September 11, 2004

Slow Pirates #3

You may wish to read Slow Pirates #1 and Slow Pirates #2.

"Smart clothing manifesto"? Please.

As it happens, I'm less interested in cargo pants than in the cultural logic of cargo pants. That is to say: cargo pants are a symptom of a particular disease, in which more and more space is infected with work. The cargo that makes those pockets signify (whether one actually carries them in the pockets, in a purse, in a backpack, whatever; could the dull factualists who think a discussion of a commodity must somehow be a product review, who think this is about gadgets and not about social relations, please click over to Gizmodo or something?) let one work almost anywhere.

Or, to shift away from the Big Nineties viral metaphor toward something a little more classical, the circumstances signaled by the rise of cargo pants are those in which more and more of daily life is a "dominated sector" -- dominated by fairly explicit economic relations. And yet. If we are to consider cargo pants as an extension of habitation more than as mere covering or even fashion -- and my argument is that this is exactly how they ought be considered -- a pair of cargo pants still isn't a tent.

It could be. Cargo pants ought to realize themselves camping in Strawberry Fields, their occupant riding the wifi and cellular waves to and fro. The logic of extreme information environments proffers this as an endgame.

A far more powerful logic says no. The rules of economy in our place and time demand we have that apartment where we go to sleep, and far more important, on which we pay rent. It's not a different prohibition from, for example, New York's so-called "80/20" laws, which prevent the residents of an apartment structure from earning more than 20% of their monthly total real estate costs via ground floor businesses. That prohibition is expressly against live-work collectives, and generally against self-sufficiency. The unstated but inescapable demand is that one must go some place to work, and deliver housing costs elsewhere. This, in short, guarantees both the production of surplus value and the power of landlords. Are you nostalgic for when "Slow Pirates" was just about fashion?

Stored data
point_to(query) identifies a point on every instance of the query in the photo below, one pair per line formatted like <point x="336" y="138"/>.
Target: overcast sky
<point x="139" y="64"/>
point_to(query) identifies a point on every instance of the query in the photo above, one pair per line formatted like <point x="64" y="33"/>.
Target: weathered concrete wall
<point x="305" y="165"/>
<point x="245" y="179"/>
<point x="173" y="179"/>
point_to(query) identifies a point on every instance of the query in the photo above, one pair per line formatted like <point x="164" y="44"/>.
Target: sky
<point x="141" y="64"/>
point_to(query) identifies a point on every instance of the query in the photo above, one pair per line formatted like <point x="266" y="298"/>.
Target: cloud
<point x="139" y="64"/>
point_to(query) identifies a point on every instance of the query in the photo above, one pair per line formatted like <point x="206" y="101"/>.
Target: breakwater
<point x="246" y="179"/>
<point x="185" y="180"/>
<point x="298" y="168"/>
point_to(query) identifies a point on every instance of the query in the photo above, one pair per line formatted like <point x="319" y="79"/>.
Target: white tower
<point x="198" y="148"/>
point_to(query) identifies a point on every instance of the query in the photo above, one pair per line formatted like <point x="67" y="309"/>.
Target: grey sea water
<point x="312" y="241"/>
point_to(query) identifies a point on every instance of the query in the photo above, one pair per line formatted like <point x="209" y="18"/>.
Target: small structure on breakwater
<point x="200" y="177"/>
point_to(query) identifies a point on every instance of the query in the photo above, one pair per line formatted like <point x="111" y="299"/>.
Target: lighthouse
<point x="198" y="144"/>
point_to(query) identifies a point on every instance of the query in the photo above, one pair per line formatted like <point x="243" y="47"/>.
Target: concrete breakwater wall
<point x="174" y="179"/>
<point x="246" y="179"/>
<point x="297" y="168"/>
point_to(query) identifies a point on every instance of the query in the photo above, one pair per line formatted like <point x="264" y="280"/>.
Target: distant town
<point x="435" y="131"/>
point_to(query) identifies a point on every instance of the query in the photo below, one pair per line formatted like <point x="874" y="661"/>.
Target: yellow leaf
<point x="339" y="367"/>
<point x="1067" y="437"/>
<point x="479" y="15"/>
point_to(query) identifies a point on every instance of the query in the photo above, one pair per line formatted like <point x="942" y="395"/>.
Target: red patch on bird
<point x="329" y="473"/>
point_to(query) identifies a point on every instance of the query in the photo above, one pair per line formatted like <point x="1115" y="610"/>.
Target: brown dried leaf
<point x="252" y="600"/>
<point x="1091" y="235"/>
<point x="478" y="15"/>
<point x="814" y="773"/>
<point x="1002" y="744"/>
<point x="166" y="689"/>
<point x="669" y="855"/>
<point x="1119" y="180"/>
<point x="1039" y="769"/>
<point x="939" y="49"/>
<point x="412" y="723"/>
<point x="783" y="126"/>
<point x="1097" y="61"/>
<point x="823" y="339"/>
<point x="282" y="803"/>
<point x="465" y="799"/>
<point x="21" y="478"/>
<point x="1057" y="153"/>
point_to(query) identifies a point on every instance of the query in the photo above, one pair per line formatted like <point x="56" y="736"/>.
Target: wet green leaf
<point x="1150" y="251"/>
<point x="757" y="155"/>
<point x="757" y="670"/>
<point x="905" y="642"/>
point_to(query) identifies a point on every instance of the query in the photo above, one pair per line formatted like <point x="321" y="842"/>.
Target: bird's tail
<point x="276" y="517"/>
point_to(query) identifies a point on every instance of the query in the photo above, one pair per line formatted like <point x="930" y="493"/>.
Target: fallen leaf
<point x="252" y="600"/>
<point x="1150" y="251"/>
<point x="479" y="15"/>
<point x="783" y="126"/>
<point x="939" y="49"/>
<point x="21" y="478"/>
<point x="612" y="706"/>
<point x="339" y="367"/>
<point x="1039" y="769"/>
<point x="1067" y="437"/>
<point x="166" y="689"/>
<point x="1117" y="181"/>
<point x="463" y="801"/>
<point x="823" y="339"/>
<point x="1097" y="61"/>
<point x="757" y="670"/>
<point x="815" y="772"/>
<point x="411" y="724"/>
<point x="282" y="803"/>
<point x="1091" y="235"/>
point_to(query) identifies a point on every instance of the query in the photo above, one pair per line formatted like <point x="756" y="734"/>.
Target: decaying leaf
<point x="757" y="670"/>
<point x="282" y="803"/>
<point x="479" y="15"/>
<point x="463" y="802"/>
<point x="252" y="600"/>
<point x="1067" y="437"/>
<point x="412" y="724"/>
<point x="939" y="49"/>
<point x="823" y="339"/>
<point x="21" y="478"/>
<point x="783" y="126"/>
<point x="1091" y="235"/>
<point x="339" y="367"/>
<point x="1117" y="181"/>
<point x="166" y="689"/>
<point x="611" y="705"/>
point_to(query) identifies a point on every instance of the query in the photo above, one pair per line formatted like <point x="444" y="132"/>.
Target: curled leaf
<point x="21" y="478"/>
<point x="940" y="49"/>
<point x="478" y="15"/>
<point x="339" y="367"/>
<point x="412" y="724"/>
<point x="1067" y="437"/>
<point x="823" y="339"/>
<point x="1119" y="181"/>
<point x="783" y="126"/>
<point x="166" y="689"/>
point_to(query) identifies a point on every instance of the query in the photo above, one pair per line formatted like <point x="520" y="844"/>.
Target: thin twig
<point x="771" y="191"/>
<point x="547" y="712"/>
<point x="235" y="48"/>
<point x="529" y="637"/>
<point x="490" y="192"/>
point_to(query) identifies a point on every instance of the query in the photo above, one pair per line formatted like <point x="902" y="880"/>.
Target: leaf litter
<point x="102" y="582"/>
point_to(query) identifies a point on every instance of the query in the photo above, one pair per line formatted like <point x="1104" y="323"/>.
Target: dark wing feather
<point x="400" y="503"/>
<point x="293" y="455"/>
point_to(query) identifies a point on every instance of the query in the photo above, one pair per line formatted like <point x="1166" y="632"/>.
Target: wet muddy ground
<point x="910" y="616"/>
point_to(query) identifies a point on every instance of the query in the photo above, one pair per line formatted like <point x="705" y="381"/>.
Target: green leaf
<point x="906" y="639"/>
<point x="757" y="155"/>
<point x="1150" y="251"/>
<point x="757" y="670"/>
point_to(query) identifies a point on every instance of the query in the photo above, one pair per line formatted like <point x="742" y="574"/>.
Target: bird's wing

Exercise objective
Pick up the essay on cargo pants and work where it ends, extending it past its final sentence.

Output of the exercise
You might note that this prohibition against self-sufficiency (a long echo, as it were, of the shift from use-value to exchange-value) isn't exactly a logic, unless you find the idea of increasingly concentrated wealth and an increasing pool of wage-laborers to be logical (in which case you might want to leave the Chicago School of Economics, it's a very lovely world, there are flowers and many new flavors of ice cream). It's merely a convenient arrangement for a few people who have the power to enforce it. It would be, indeed, a veritable thumbing of one’s nose toward the Jansenists of Port-Royal to call this a logic, so for the moment I'll offer the term form. Society -- ours, now -- takes a form in which technology is not allowed to free one from either labor or rent (here one recalls the fabulous futures promised in the first half of the last century, wherein robots were going to deliver unto us oodles of leisure time; funny how the gear kept coming, but that particular offer was withdrawn into a titanium-plated silence). The promise that tech is allowed to make now is that you can work anywhere so as to live somewhere.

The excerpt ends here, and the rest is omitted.